— BEGIN Listing —

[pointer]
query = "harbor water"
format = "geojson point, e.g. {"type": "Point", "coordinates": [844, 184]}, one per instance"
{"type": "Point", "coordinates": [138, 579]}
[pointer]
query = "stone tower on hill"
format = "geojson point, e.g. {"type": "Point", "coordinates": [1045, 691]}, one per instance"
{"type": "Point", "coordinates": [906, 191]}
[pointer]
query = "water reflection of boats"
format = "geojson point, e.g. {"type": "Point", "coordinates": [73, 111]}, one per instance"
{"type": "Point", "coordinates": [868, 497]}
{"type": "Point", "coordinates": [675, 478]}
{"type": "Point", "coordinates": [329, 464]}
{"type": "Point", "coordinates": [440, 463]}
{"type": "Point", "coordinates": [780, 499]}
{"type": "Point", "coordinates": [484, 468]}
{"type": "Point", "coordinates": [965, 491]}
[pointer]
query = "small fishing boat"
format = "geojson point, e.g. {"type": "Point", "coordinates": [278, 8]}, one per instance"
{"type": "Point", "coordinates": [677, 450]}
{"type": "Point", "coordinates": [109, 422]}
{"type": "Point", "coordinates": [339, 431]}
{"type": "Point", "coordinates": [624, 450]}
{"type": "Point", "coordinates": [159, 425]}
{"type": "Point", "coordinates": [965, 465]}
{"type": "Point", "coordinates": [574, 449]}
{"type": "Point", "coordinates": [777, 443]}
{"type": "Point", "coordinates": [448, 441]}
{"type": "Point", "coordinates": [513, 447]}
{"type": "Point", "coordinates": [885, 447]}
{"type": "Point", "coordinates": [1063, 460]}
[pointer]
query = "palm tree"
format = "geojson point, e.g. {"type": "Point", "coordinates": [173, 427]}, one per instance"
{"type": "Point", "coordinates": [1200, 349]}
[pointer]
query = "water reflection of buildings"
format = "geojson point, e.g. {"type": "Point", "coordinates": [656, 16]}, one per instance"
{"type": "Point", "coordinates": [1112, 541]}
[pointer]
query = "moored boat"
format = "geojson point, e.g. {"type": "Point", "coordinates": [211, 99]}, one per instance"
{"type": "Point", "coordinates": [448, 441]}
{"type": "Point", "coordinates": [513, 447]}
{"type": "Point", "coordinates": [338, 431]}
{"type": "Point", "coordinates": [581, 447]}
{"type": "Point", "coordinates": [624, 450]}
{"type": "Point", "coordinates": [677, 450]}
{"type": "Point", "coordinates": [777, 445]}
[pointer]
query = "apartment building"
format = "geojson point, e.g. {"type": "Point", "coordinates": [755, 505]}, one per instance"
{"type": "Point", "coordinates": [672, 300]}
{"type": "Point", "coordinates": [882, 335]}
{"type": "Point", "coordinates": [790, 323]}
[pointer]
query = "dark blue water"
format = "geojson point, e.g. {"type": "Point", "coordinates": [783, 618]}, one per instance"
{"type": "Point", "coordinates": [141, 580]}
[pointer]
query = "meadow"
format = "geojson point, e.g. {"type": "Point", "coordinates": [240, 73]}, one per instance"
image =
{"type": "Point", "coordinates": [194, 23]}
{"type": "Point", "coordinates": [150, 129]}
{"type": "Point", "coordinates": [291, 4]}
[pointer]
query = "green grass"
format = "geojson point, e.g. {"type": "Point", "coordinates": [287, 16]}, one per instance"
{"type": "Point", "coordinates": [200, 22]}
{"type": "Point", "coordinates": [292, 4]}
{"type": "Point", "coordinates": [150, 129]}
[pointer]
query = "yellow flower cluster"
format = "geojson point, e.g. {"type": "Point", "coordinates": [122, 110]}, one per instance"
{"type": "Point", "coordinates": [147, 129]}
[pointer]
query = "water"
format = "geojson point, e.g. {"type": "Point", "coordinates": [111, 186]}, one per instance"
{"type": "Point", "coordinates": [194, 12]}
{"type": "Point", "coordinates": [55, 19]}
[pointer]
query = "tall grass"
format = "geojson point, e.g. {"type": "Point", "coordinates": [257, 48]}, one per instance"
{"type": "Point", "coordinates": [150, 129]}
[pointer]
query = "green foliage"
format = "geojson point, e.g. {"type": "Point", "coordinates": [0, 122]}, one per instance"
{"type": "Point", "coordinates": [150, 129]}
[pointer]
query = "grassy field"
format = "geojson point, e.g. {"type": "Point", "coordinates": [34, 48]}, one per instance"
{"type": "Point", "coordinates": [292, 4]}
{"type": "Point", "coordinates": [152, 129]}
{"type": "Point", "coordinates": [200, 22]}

— END Listing —

What you need to do:
Count the lines in the records above that contain the string "green", with case counting, and reply with only the number.

Task response:
2